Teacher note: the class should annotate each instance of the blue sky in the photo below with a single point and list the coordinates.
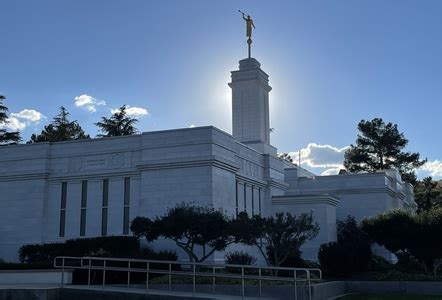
(331, 64)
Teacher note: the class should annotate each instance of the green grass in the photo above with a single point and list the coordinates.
(389, 297)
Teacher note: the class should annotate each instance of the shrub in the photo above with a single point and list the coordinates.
(378, 263)
(394, 275)
(115, 246)
(148, 253)
(350, 254)
(239, 258)
(408, 264)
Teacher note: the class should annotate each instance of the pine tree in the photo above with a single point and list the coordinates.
(118, 124)
(428, 194)
(61, 129)
(380, 146)
(6, 138)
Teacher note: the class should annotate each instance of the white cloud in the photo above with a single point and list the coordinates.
(30, 115)
(433, 167)
(88, 102)
(19, 121)
(321, 156)
(332, 171)
(133, 111)
(15, 124)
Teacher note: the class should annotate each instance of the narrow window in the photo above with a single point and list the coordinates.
(83, 208)
(259, 200)
(253, 200)
(104, 205)
(64, 188)
(236, 197)
(126, 205)
(245, 197)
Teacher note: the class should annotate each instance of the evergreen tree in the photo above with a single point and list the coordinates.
(380, 146)
(428, 194)
(61, 129)
(118, 124)
(6, 138)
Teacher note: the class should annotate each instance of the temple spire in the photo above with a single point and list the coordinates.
(249, 26)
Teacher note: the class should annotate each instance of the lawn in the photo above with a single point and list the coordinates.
(389, 297)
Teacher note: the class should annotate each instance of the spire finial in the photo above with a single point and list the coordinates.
(249, 25)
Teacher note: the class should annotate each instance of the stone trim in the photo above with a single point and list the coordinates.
(188, 163)
(305, 199)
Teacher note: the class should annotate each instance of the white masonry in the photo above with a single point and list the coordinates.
(50, 192)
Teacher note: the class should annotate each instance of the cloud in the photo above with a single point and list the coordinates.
(19, 121)
(433, 167)
(332, 171)
(133, 111)
(15, 124)
(30, 115)
(88, 102)
(321, 156)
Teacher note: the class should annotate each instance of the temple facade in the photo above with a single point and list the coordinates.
(50, 192)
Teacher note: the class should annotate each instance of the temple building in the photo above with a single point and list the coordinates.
(50, 192)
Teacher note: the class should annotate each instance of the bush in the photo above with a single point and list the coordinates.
(378, 263)
(408, 264)
(395, 275)
(115, 246)
(350, 254)
(239, 258)
(148, 253)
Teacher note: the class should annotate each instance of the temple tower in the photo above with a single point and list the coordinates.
(250, 106)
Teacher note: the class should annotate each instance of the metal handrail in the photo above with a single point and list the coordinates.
(85, 263)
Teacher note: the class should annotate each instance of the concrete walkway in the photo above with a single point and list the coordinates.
(161, 292)
(123, 289)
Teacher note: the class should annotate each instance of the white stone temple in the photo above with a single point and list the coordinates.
(50, 192)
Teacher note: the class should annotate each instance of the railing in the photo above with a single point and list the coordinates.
(295, 276)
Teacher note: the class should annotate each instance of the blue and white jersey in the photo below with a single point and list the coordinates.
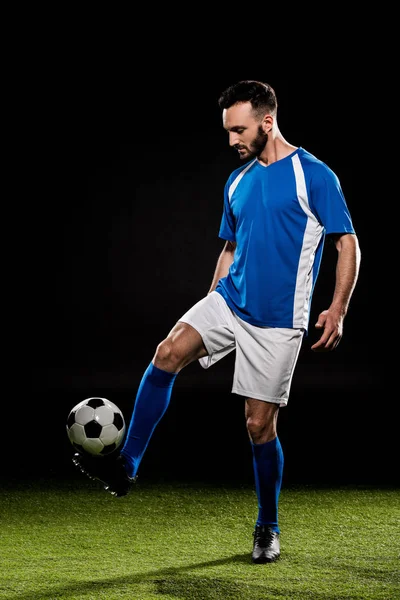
(279, 216)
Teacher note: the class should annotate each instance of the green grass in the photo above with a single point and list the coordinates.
(72, 541)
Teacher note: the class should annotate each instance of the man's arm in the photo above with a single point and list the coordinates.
(347, 269)
(224, 262)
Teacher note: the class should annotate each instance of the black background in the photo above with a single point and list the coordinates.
(127, 191)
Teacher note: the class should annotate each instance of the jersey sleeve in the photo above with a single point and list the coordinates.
(227, 227)
(329, 204)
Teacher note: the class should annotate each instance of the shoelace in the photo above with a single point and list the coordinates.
(263, 536)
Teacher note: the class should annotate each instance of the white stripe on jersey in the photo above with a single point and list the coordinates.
(235, 183)
(312, 236)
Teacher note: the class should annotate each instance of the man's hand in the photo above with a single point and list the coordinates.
(331, 322)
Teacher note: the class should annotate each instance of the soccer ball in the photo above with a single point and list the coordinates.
(96, 426)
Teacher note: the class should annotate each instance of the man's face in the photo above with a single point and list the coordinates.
(245, 132)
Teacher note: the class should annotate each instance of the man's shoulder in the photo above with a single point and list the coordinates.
(314, 166)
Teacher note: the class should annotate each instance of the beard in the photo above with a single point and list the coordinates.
(256, 147)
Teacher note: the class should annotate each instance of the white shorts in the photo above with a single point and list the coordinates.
(265, 356)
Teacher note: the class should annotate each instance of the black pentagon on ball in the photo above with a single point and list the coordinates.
(78, 447)
(93, 429)
(108, 449)
(71, 419)
(95, 402)
(118, 421)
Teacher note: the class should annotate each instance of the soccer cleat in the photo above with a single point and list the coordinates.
(266, 546)
(108, 470)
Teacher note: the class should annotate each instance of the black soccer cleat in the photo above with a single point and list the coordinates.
(266, 546)
(110, 471)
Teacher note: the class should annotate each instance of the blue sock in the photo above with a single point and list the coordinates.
(152, 401)
(268, 469)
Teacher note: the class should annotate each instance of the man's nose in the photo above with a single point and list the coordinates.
(233, 138)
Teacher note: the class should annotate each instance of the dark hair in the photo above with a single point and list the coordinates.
(261, 96)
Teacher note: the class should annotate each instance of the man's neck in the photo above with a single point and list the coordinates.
(275, 150)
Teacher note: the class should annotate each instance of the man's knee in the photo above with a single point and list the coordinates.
(182, 346)
(261, 420)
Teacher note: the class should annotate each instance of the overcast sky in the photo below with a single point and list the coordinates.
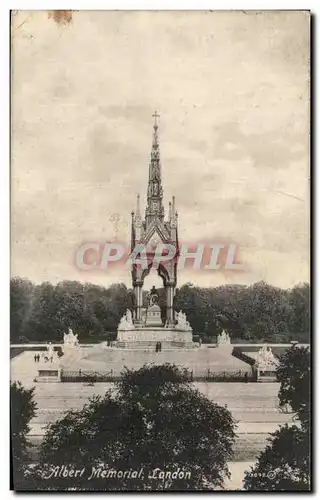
(232, 92)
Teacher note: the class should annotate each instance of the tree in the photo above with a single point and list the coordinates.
(21, 301)
(23, 409)
(155, 421)
(285, 463)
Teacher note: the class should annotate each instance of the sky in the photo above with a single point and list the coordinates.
(232, 91)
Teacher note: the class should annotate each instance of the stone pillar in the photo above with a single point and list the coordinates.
(170, 294)
(138, 296)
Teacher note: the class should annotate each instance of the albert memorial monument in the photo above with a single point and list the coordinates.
(145, 326)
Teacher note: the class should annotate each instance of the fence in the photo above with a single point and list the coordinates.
(188, 375)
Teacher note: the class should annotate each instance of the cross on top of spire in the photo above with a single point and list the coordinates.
(155, 116)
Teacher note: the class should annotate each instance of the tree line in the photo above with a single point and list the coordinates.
(259, 312)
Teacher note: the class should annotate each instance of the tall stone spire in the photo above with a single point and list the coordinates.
(154, 209)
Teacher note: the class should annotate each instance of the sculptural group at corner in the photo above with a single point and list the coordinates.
(223, 339)
(183, 323)
(126, 322)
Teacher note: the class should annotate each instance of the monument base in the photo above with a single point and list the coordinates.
(148, 337)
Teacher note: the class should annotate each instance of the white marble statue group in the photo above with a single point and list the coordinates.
(126, 322)
(183, 323)
(223, 339)
(266, 360)
(50, 355)
(70, 339)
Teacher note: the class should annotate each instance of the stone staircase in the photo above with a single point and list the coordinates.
(150, 345)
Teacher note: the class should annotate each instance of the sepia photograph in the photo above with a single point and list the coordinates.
(160, 311)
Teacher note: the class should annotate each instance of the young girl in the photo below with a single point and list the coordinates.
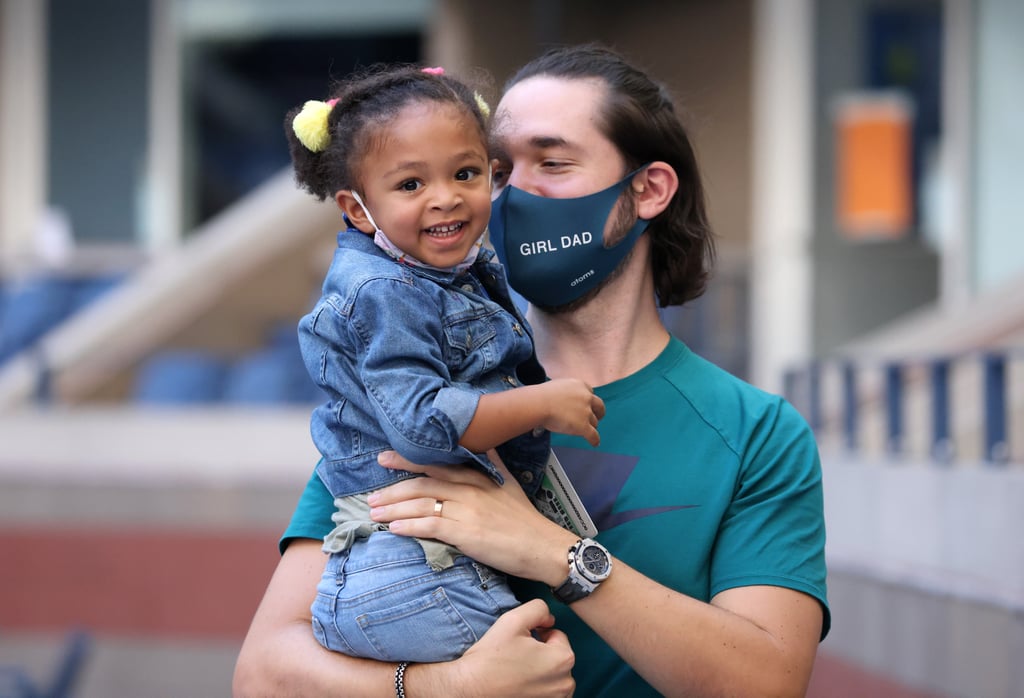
(421, 350)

_TASK INSTRUCTIONS_
All the records need to be repeated exactly, with the images dropped.

_SOLUTION FOR THIS PROBLEM_
Teacher note: the class should annotate each instance of the blue sky in the photo below with a single point and list the coordinates.
(331, 64)
Teacher note: the class should annotate each instance of the green grass in the photo above with a single point and list the coordinates.
(389, 297)
Teacher note: the class should annotate each instance of the shrub in the photo above with a single point and list the coordinates.
(378, 263)
(394, 275)
(115, 246)
(148, 253)
(350, 254)
(239, 258)
(408, 264)
Teacher note: the class should annotate each instance of the pine tree in the photo above with a single point and list the coordinates.
(118, 124)
(428, 194)
(61, 129)
(380, 146)
(6, 138)
Teacher note: the class should annotate each instance of the white cloud in the photo above with a single point and list the coordinates.
(30, 115)
(433, 167)
(88, 102)
(19, 121)
(321, 156)
(332, 171)
(133, 111)
(15, 124)
Teacher note: the class should annotate each instance of the narrow window in the photo above with a single point and list the coordinates.
(83, 208)
(259, 200)
(253, 200)
(104, 205)
(64, 188)
(236, 197)
(126, 205)
(245, 197)
Teacher note: the class should annotate each instance of the evergreen tree in the photo above with a single point and list the coordinates.
(380, 146)
(428, 194)
(61, 129)
(118, 124)
(6, 138)
Teacher note: the class should annotate each instance of the temple spire in the photo above with a single point and list the coordinates.
(249, 26)
Teacher note: the class should annotate each instance of the lawn in the photo above with a single point and list the coordinates.
(389, 297)
Teacher note: the class should annotate each instance of the spire finial in the photo above with a single point and list the coordinates.
(249, 25)
Teacher note: the class should annotate each instance of the stone trim in the photo above with a single point and list the coordinates.
(188, 163)
(305, 199)
Teacher note: the class should annotate each instance of the white masonry in the photo above with a single point and list the coordinates.
(50, 192)
Teacher note: the class should annotate each instance of the cloud in the photo above with a single point and list the coordinates.
(19, 121)
(433, 167)
(332, 171)
(133, 111)
(15, 124)
(30, 115)
(88, 102)
(321, 156)
Teacher note: the class should annotate each instance of the temple facade in the photo above with a single point and list the coordinates.
(50, 192)
Teacher note: the class should annotate each instance of the temple building in the photo above with a single point and list the coordinates.
(50, 192)
Teacher note: the class should annotate each instance of the bush in the photo above with a single point and list the coordinates.
(378, 263)
(408, 264)
(395, 275)
(115, 246)
(350, 254)
(239, 258)
(148, 253)
Teacher note: the class should annotate each instance of the temple tower in the photo above with a single point and list the coordinates.
(250, 106)
Teacher note: the class should annotate each instance of the metal handrail in the photo above with a single point and list the coordinates.
(85, 263)
Teacher note: the class should annotate each instance of the concrete walkway in the photo above with a single point and list the coordinates.
(161, 292)
(123, 289)
Teacher note: the class should annotate each instance of the white stone temple in the photo above with a single point and list the coordinates.
(50, 192)
Teacher note: the class should annotate each instance of the railing in the photo above with a single point and list the coordinates.
(295, 276)
Teacher note: the class should annotate each instance of the blue and white jersey in the photo below with a single point and list the coordinates.
(279, 216)
Teacher note: the class should annotate each instance of the green grass in the photo above with a single point and list the coordinates.
(72, 541)
Teacher note: the class should annotate each instance of the man's arm in the photo above with a single point and list the coordinates.
(347, 269)
(224, 262)
Teacher note: the class should annotate each instance of the black background in the photo above with a single point and list the coordinates.
(127, 191)
Teacher note: the class should annotate each instance of the jersey sleeve in the photo above with a single point and list the coordinates.
(227, 227)
(329, 204)
Teacher note: the class should annotate each instance of the shoelace in the photo above with a single point and list the coordinates.
(263, 536)
Teacher note: the class should annotate each instance of the white stripe on jersey in the photo above with a single point and list the coordinates.
(235, 183)
(312, 236)
Teacher note: the class should annotate each instance of the man's hand in the photo above with a single point and list the coordinates.
(331, 322)
Teacher note: the class should annotate each instance of the soccer ball in the photo above with a single point and list the coordinates.
(96, 426)
Teacher note: the class should annotate each instance of the man's face in the photo above with a single point and list the coordinates.
(245, 132)
Teacher note: the class should annotate each instance of the man's shoulder in the photo above with a single point and list the coordinates.
(314, 166)
Teacher note: the class should annotate each instance of the beard in the photo above with a single point and list the coordinates.
(256, 147)
Teacher note: the class should annotate each instance of the white shorts in the photo above with a single point and list the coordinates.
(265, 356)
Teacher note: the class should annotate each instance of the black pentagon on ball in the photo above with a single point and list the coordinates.
(78, 447)
(93, 429)
(108, 449)
(71, 419)
(95, 402)
(118, 421)
Teacher note: the class should annotate each instance of the soccer cleat in the photo above with a single point and list the coordinates.
(266, 546)
(108, 470)
Teacher note: the class should annotate each instance of the black soccer cleat in the photo above with a single point and list the coordinates.
(266, 546)
(110, 471)
Teacher note: the class should annotate each instance of the blue sock in the photo above with a single point and list the coordinates.
(152, 401)
(268, 469)
Teacher note: the class should annotate each instance of the man's nose in the photo above with a single point and list the coordinates.
(233, 138)
Teacher note: the class should annotate each instance of the dark hair in the photo above with a single point and list the coordinates.
(261, 96)
Teacher note: the class should annotate each instance of the man's neck in the photo above with a single point and list the coordinates.
(275, 150)
Teacher note: the class should annotate each instance of the man's knee in the photo above with a single point and list the coordinates.
(182, 346)
(261, 420)
Teacher note: the class should annotate each instance of the overcast sky in the photo below with a single point and list the coordinates.
(232, 92)
Teacher note: the class should annotate each instance of the tree in the photo above with a single point and list the coordinates.
(21, 301)
(23, 409)
(155, 421)
(285, 463)
Teacher note: the class should annotate each instance of the sky in the photo above with a single point and list the coordinates.
(232, 91)
Teacher note: the class should annotate each instance of the stone pillar in the photo above with a single point and list the coordinates.
(170, 294)
(138, 296)
Teacher note: the class should annotate each instance of the albert memorial monument in the photo above with a single point and list the coordinates.
(145, 326)
Teacher note: the class should annotate each instance of the fence in the photo above with a single point and list the coordinates.
(188, 375)
Teacher note: the class should annotate each instance of the cross on top of spire in the photo above with a single point and list the coordinates.
(155, 116)
Teacher note: the class should annotate each instance of the tree line in the photo above with a single point and list the coordinates.
(259, 312)
Teacher note: the class should annotate each instance of the tall stone spire in the photo above with a single point and list the coordinates.
(154, 209)
Teacher note: the class should annotate each instance of the sculptural group at corner in the photo above with a single point and list the coordinates.
(223, 339)
(183, 323)
(126, 322)
Teacher note: the class should annotate each instance of the monument base in the photo above with a single point and list the coordinates.
(148, 337)
Teacher note: the class should annotate each instance of the white marble statue group in the photo above with a single point and list the coordinates.
(126, 322)
(183, 323)
(223, 339)
(266, 360)
(50, 355)
(70, 339)
Teacher note: the class should annotate each instance of the stone staircase in the photo above with a single point and list the coordinates.
(150, 345)
Teacher note: the class should annotate each instance of the sepia photograph in the photo above with a single point and list the coordinates.
(160, 311)
Teacher note: the class should annotate each instance of the young girl in the photo below with a single point and list the coordinates.
(421, 350)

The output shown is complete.